WHAT YOU SHOULD DO
Print the listing below verbatim, every line unchanged.

SUPPLIED DATA
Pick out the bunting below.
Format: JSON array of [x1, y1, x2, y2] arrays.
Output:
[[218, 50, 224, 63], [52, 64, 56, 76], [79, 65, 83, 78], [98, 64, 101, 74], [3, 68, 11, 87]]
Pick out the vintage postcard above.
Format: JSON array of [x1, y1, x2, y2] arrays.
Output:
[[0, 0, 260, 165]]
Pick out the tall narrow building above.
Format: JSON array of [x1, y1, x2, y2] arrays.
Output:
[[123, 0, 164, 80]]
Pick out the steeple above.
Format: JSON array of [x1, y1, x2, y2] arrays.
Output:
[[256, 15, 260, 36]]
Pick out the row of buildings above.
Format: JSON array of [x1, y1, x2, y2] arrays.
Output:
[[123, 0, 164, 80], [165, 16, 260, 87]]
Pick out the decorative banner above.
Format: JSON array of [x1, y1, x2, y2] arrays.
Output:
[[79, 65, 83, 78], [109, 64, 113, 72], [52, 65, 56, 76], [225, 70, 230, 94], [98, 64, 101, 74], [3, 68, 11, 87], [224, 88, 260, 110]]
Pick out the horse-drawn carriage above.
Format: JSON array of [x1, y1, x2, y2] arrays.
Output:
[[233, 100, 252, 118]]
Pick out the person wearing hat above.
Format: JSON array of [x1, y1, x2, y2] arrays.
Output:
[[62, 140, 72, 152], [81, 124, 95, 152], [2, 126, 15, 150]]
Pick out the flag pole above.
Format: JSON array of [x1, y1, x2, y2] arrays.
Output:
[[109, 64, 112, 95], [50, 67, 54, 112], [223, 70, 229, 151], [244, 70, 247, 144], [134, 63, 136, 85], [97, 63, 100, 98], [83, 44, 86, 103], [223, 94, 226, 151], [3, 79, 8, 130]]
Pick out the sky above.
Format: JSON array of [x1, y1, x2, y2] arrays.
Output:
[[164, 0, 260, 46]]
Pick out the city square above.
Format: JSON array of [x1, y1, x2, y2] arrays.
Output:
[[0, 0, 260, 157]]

EXERCISE RESULT
Pick out the bunting below.
Format: JSON array of [x1, y1, x2, y2] arrays.
Output:
[[218, 50, 224, 63], [52, 64, 56, 76], [79, 65, 83, 78], [98, 64, 101, 74], [3, 68, 11, 87]]
Pick out the vintage postcard above.
Format: JSON array of [x1, y1, x2, y2] arrays.
Output:
[[0, 0, 260, 165]]
Pick out the tall narrow building above.
Format: JSON array of [x1, y1, x2, y2] arrays.
Output:
[[123, 0, 164, 80]]
Pick out the steeple above.
Format: JSON array of [x1, y1, x2, y2] arrays.
Output:
[[256, 15, 260, 36]]
Pick out the row of buildings above.
Format: JSON array of [x1, y1, x2, y2] arrays.
Output:
[[123, 0, 164, 80], [165, 16, 260, 87]]
Pick out the decorative banner above.
Format: JSON array of [x1, y1, x2, y2] arrays.
Output:
[[79, 65, 83, 78], [109, 64, 113, 72], [52, 65, 56, 76], [225, 70, 230, 94], [98, 64, 101, 74], [3, 68, 11, 87], [224, 88, 260, 110]]
Pick out the horse-drawn carriage above.
Format: JSON array of [x1, y1, x2, y2] arrays.
Output:
[[233, 100, 252, 118]]
Pick out the person wearing hat above.
Format: JSON array of [x1, y1, x2, y2] arrays.
Output:
[[62, 140, 72, 152], [81, 124, 95, 152], [2, 126, 15, 150]]
Pick out the flag pole above.
Format: JSON array of [x1, y1, x2, y2] arrays.
Output:
[[109, 64, 112, 95], [50, 67, 54, 112], [223, 70, 229, 151], [244, 70, 247, 144], [134, 63, 136, 85], [97, 63, 100, 98], [83, 44, 86, 103], [223, 94, 226, 151], [3, 79, 8, 130]]
Pick out the sky above.
Format: JSON array of [x1, y1, x2, y2] arrays.
Output:
[[164, 0, 260, 46]]
Pick out the city square above.
Format: JSON array of [x1, y1, x2, y2] arrays.
Output:
[[0, 0, 260, 157]]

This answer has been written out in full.